Top of Excerpted passage

The Formless Void
He’s sitting at the table when I arrive, half a smile tugging on the corner of his lips, eyes staring vacantly forward. There’s a woman beside him scrutinizing the glass of milk sitting in front of her. She, too, has a hint of a smile on her face. I watch the two of them for a few seconds. I wonder if they will say anything to each other. But they don’t. They just sit there, half-smiling. I guess half of anything isn’t bad in the dementia ward.
I make my way over to the table and say hello. It usually takes him a while to remember who I am but today it takes even longer. I have to repeat my name a few times, talk about the church, mention that I’m his pastor. Eventually his lights up in recognition. For a few moments, at least, the scrambled neurons have decided to behave themselves.
He points to the woman beside him. “This is… she’s… well, I don’t know… she’s good… she knows everything…” The lady smiles broadly. “Do you know where… It isn’t the way… I guess it’s time for…” He smiles back at her. “We should have food soon… I don’t know who everyone is…. And then they went… But… It’s over in the…” It goes like this for a few minutes, random, disconnected sentence fragments crisscrossing the air between us. Disordered words, words with no apparent meaning, words that don’t land, words that struggle to escape.
One of the care workers comes by with a basket of laundry. The lady laughs with delight. Can she help fold them? Yes, of course she can. She takes an apron out of the basket and begins to move it around in her hand, folding it this way and that, putting it down, picking it up. She takes the string and tries to make a knot. She looks at my friend and says, “Do you know how this works? Where do I… How does it…” She puts it down and looks at her milk. She smiles.
My friend wants to take me for a walk. We trudge down the hallway at a glacial pace. He stops every now and then to look around. He lifts his hand to point at the wall, but there’s nothing there. “I think it’s time… this is a good place… I like… I need my jacket… I wonder when it’s time to eat…” We reach his room. There’s a sign on his door with his name in large letters. “This is my house… these are my… sometimes they… I like him… I don’t think that… he’s big… sometimes it seems like…” There’s an electronic sign on his wall that says, “Today is Thursday.” The TV is blaring in the corner. HGTV. Young beautiful people with unscrambled neurons scrambling to acquire, renovate, re-sell all their beautiful homes. Beachfront property. Parties on the ocean. I look back at the wall. “Today is Thursday.”
“My favourite part of the day is swimming,” he say. “We should go see the pool.” We trudge back down the hallway, through the common area. There’s a little old man sleeping in front of a TV. Another is standing in front of an empty wall. Another is sitting at a table, staring at what looks like a bowl of porridge. He’s wearing a bib. My friend walks over to him. “This is… um… he’s a good man.” The man with the bib reaches up toward my friend. They grab one another’s hands and hang on for a good half minute. For dear life, perhaps.

Bottom of Excerpted passage
Top of Provided information

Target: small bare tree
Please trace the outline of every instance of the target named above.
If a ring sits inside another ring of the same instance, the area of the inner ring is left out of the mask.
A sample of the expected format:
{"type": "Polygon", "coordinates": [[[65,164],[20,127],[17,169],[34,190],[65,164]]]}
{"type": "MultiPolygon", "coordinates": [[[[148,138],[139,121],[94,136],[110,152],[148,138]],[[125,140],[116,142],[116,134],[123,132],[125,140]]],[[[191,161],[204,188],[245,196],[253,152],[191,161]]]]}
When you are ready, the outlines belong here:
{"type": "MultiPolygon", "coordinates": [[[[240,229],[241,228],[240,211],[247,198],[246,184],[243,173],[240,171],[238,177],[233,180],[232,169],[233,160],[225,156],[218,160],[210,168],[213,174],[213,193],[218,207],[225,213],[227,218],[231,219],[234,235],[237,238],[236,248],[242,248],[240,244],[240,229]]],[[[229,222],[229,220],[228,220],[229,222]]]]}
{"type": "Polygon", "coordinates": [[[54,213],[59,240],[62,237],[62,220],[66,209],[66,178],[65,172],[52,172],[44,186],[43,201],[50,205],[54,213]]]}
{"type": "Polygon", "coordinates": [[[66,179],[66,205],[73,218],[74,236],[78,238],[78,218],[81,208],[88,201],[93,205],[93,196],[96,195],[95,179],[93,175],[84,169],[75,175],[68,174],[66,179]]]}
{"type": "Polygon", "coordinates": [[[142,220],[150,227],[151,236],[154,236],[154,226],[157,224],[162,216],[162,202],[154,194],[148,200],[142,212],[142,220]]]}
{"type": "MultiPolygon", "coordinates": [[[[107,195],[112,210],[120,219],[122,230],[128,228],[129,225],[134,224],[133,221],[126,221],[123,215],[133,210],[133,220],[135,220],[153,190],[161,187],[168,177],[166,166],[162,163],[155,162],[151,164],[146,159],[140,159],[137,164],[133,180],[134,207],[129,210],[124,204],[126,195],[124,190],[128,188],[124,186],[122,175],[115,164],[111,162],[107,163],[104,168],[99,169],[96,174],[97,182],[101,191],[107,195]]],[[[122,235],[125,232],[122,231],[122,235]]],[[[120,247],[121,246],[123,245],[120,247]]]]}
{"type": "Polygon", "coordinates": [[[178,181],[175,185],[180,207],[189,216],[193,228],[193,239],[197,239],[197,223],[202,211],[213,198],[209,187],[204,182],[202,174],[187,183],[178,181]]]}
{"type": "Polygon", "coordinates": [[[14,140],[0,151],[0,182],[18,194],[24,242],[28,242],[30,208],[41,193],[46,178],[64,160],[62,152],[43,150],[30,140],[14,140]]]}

Bottom of Provided information

Things to do
(1) Condense the paragraph of the dementia ward passage that begins "One of the care workers comes by" into a short bulleted list that keeps its main facts.
(2) In the dementia ward passage, what does the electronic sign on the friend's wall say?
(3) Reproduce word for word the dementia ward passage, everything from "The Formless Void" down to "to behave themselves.".

Results by task
(1)
- A care worker comes by with a basket of laundry, and the woman asks delightedly if she can help fold it.
- She takes out an apron, folds it and moves it around, puts it down, and picks it up again.
- She tries to tie its string into a knot and asks the narrator's friend how it works.
- She puts it down, looks at her milk, and smiles.

(2) "Today is Thursday."

(3)
The Formless Void
He’s sitting at the table when I arrive, half a smile tugging on the corner of his lips, eyes staring vacantly forward. There’s a woman beside him scrutinizing the glass of milk sitting in front of her. She, too, has a hint of a smile on her face. I watch the two of them for a few seconds. I wonder if they will say anything to each other. But they don’t. They just sit there, half-smiling. I guess half of anything isn’t bad in the dementia ward.
I make my way over to the table and say hello. It usually takes him a while to remember who I am but today it takes even longer. I have to repeat my name a few times, talk about the church, mention that I’m his pastor. Eventually his lights up in recognition. For a few moments, at least, the scrambled neurons have decided to behave themselves.